(SET TASK) Extend the court opinion in Marshall v. Watkins by writing what follows its final sentence.

(DOCUMENT TEXT)
********************

Case Name: Marshall, Auditor, et al. v. Watkins
Court: Appellate Court of Indiana
Jurisdiction: Indiana
Decision Date: 1939-02-07
Citations: 106 Ind. App. 235
Docket Number: No. 15,968
Parties: Marshall, Auditor, et al. v. Watkins.
Judges: 
Reporter: Indiana Court of Appeals Reports
Volume: 106
Pages: 235–241

Head Matter:
Marshall, Auditor, et al. v. Watkins.
[No. 15,968.
Filed February 7, 1939.]
Robert A. Hendrickson, and Arthur S. Wilson, for appellants.
S. L. Vandeveer, and Thomas Duncan, for appellee.

Opinion:
Curtis, C. J.
This action was commenced in the trial court by Munford S. Watkins, the appellee, against Sylvester G. Marshall, as auditor of Gibson County, Indiana, and John C. Bingham, as treasurer of Gibson County, Indiana, the appellants, perpetually to enjoin the appellants and each of them from attempting to collect an installment of an assessment for a drainage improvement against the appellee's land which remained due and unpaid as of November 8, 1930, and to have said assessment be adjudged no longer to be a lien upon the appellee's described real estate or any part thereof.

********************

(MATERIAL SUPPLIED)

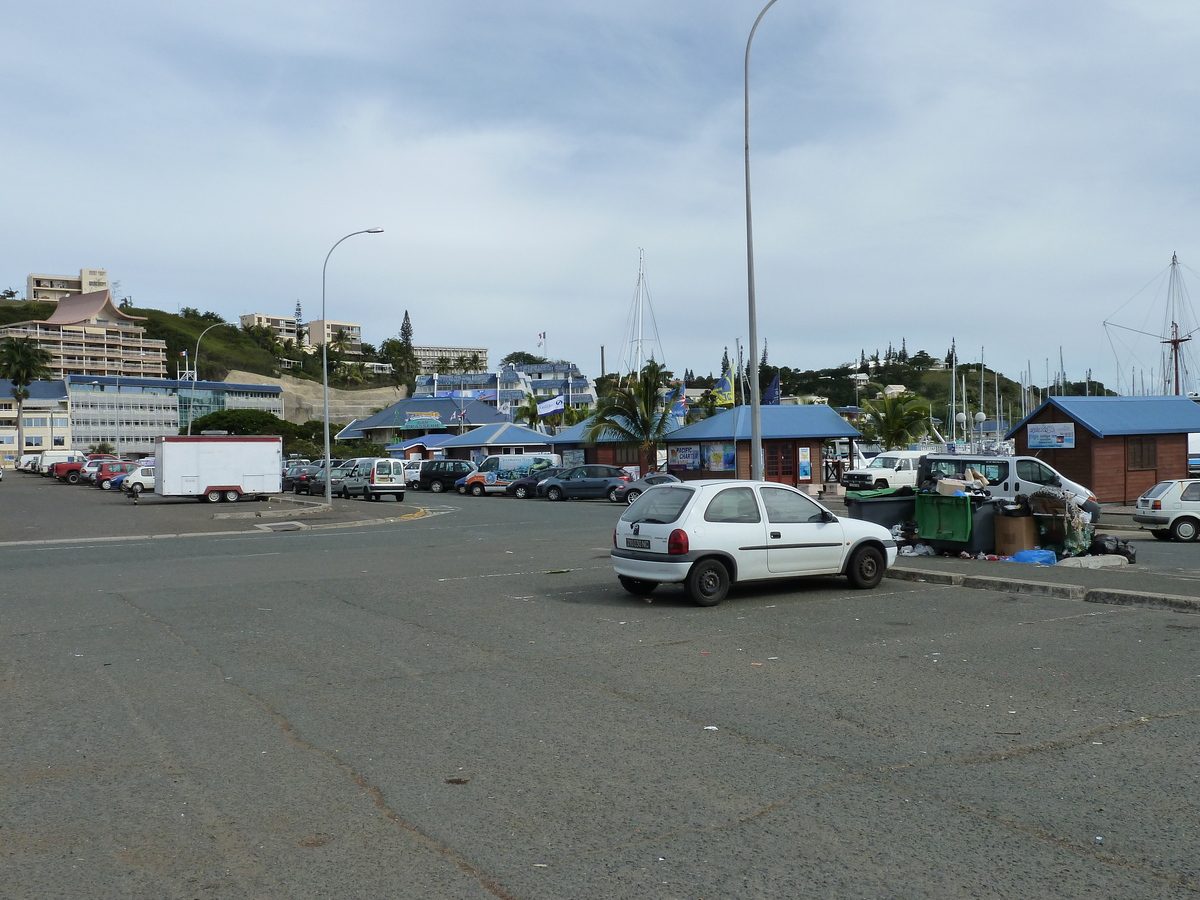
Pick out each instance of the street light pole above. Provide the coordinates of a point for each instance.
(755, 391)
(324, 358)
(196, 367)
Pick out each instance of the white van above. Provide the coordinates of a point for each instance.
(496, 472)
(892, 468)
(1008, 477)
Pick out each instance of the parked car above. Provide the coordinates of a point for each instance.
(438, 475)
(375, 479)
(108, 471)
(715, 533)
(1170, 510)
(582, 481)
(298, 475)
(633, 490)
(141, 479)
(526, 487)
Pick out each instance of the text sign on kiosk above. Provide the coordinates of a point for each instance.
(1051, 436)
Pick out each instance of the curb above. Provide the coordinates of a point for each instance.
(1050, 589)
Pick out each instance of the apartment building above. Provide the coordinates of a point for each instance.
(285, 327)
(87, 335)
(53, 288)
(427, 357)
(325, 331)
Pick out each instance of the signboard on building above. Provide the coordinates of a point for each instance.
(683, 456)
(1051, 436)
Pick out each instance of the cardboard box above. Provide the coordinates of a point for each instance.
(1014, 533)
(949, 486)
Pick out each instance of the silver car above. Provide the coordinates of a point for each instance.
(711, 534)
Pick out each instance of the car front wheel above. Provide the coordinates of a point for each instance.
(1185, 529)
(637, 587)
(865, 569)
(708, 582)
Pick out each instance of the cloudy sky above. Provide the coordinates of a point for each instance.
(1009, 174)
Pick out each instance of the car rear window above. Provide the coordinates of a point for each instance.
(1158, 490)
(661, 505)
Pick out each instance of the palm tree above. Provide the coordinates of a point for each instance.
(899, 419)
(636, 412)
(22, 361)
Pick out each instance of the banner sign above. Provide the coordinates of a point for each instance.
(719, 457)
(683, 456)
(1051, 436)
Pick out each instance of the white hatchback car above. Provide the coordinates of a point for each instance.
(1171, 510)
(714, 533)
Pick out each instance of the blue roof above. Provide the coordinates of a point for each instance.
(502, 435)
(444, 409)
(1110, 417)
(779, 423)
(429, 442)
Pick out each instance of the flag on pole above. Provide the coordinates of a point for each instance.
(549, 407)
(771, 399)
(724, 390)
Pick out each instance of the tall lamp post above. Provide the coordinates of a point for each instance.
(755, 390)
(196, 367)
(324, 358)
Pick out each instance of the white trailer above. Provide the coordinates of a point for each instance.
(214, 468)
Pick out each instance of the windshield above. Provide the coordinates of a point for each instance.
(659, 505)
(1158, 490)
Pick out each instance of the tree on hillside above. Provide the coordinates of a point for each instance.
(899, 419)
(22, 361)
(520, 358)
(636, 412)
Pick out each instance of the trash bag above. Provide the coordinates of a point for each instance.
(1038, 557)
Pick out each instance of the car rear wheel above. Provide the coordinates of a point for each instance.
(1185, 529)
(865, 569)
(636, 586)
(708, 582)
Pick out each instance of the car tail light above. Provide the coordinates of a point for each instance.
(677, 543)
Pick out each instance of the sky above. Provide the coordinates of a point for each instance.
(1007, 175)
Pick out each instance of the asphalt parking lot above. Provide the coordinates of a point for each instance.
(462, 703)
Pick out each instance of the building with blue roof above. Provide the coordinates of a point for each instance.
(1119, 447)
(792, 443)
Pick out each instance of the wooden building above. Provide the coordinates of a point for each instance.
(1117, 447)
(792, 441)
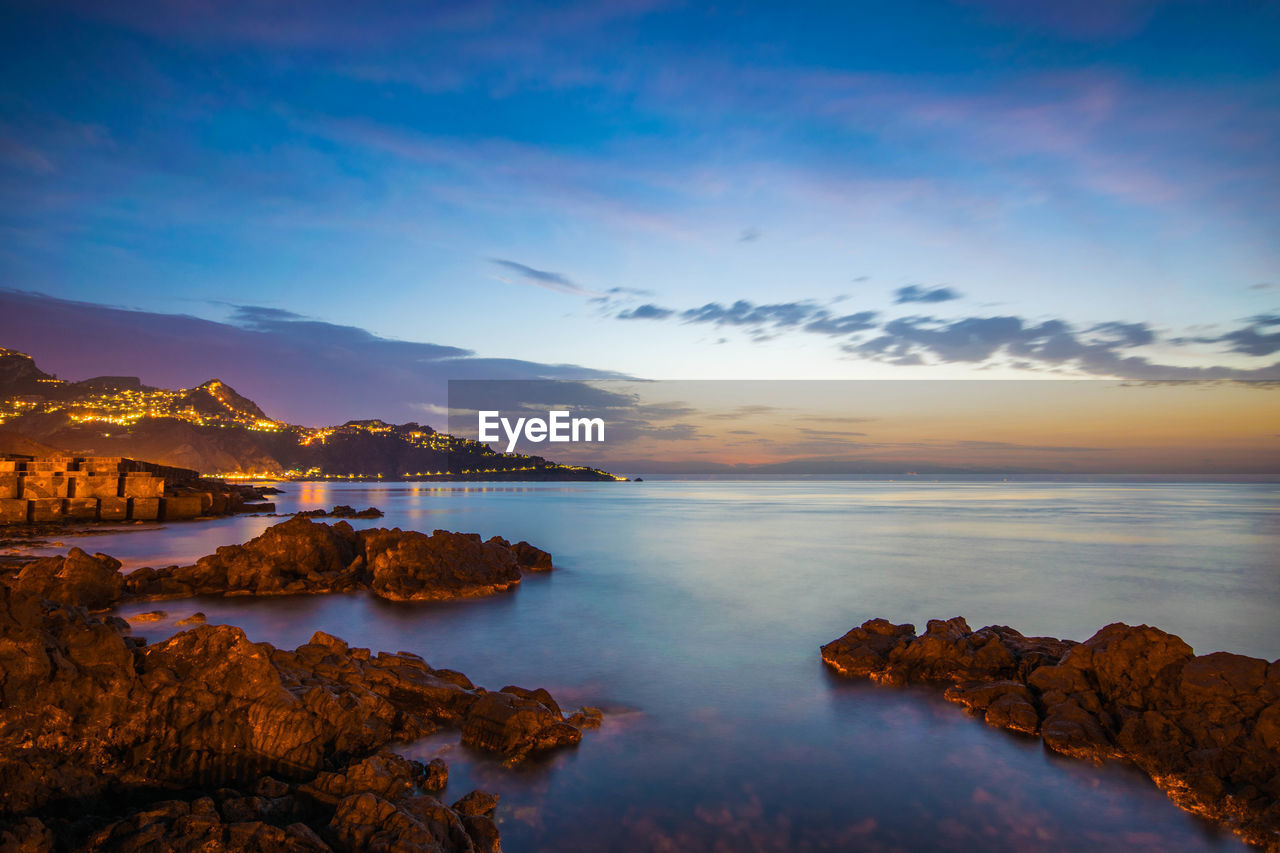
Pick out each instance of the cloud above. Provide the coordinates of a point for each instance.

********************

(EXERCISE RESULT)
The complaint alleged facts showing the proceedings leading to the creation of a lien for drainage assessment against the appellee's land and the extension of said assessment in ten annual installments, the last installment of which was due on the first Monday in November, 1930, and that there remains unpaid of said assessment the sum of one hundred six and 50/100 dollars ($106.50) with interest thereon at the rate of six per cent (6%) per annum from the first Monday in November, 1929. The complaint further alleges that the appellants are each asserting that they intend to sell said real estate for the collection of said assessment and will sell the same unless restrained by an order of court. That nothing has been paid on said installment during the last five years, as shown by the record creating and evidencing said lien or by any record upon which said assessments are spread or recorded; that no action for the foreclosure of said lien was brought by anyone at any time within fifteen years from the date of the final approval of such assessments, as shown by the record creating and evidencing such lien; that said pretended lien is a cloud upon said real estate and will be until the said lien is removed.
The appellants filed their separate and several demurrers to the appellee's complaint which were overruled, with an exception reserved. The record thereafter is as follows:
"And the defendants having been ruled to plead over and refusing to answer said complaint, this cause is submitted to the court for trial as upon default, and the court, having heard the evidence and being duly advised in the premises, finds for the plaintiff that each one of the material allegations of his complaint is true."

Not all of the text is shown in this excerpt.